Sweetener Death Match: Sugar vs. Syrup

The corn industry goes toe-to-toe with the sugar industry, for the use of the word “sugar.”

The idea that high-fructose corn syrup infuses lots of our food has left a bitter taste in many consumers’ mouths. So the corn industry has started a public relations campaign on behalf of its beleaguered syrup in an attempt to rename the additive as “corn sugar.”

But a civil lawsuit in federal court seeks to stop the renaming. An effort from public health advocates to try to keep the corn industry honest? Nope, the suit was filed by the giants of the sugar industry to protect their brand. The squabble has pitted sugar producers and processors like American Sugar Refining and Imperial Sugar versus corn refining giants like Archer Daniels Midland and Cargill.

Taylor Orr wrote in January (“High-Fructose Corn Syrup’s Health Risks Remain Sticky”) about the facts and myths of high-fructose corn syrup. The additive has been blamed for obesity and other health problems, but Orr found that studies have been inconclusive.

COLLECTED MATERIAL ▸

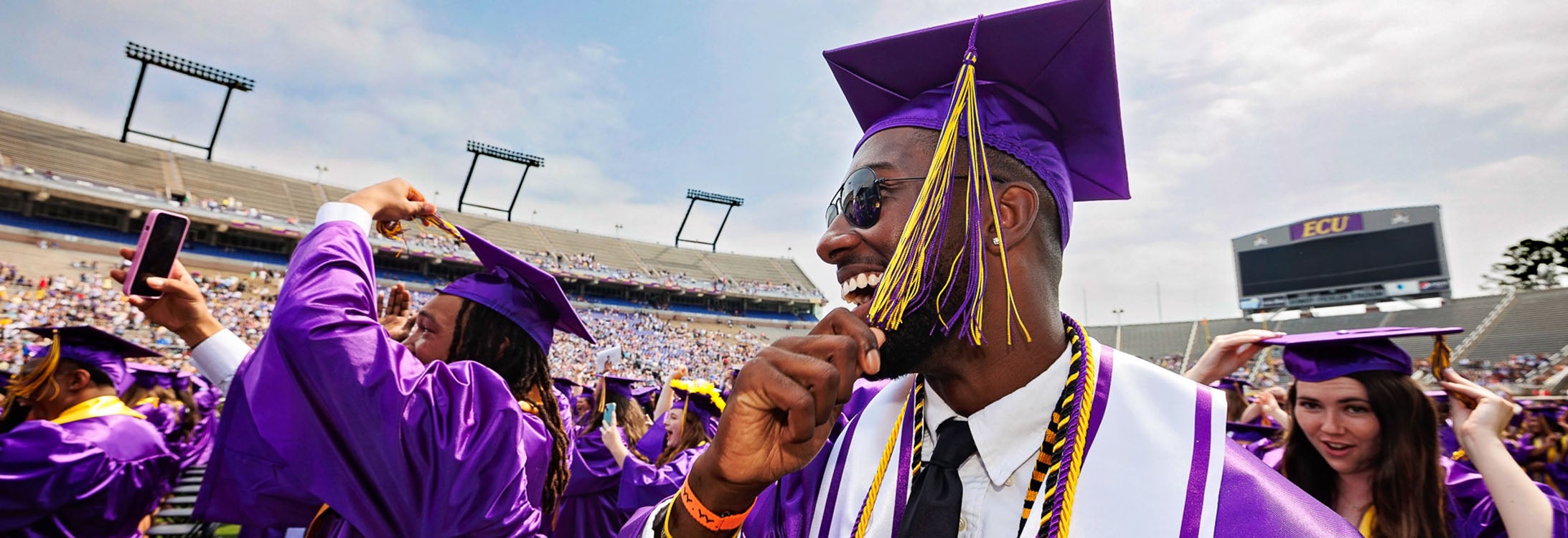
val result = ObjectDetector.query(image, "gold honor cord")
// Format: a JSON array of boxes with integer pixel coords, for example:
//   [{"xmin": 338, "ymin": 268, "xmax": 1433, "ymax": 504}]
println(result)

SET EXERCISE 1 ▸ Rewrite the paragraph of the sweetener article that begins "But a civil lawsuit" in a shorter form, keeping its main facts.
SET EXERCISE 2 ▸ According to the sweetener article, what new name is the corn industry seeking for high-fructose corn syrup?
SET EXERCISE 3 ▸ Return the passage of the sweetener article from "Sweetener Death Match: Sugar" up to and including "Midland and Cargill.".

OUTPUT 1 ▸ A civil lawsuit in federal court, filed by sugar industry giants to protect their brand, seeks to stop the renaming. It pits sugar producers and processors such as American Sugar Refining and Imperial Sugar against corn refining giants such as Archer Daniels Midland and Cargill.

OUTPUT 2 ▸ "Corn sugar."

OUTPUT 3 ▸
Sweetener Death Match: Sugar vs. Syrup

The corn industry goes toe-to-toe with the sugar industry, for the use of the word “sugar.”

The idea that high-fructose corn syrup infuses lots of our food has left a bitter taste in many consumers’ mouths. So the corn industry has started a public relations campaign on behalf of its beleaguered syrup in an attempt to rename the additive as “corn sugar.”

But a civil lawsuit in federal court seeks to stop the renaming. An effort from public health advocates to try to keep the corn industry honest? Nope, the suit was filed by the giants of the sugar industry to protect their brand. The squabble has pitted sugar producers and processors like American Sugar Refining and Imperial Sugar versus corn refining giants like Archer Daniels Midland and Cargill.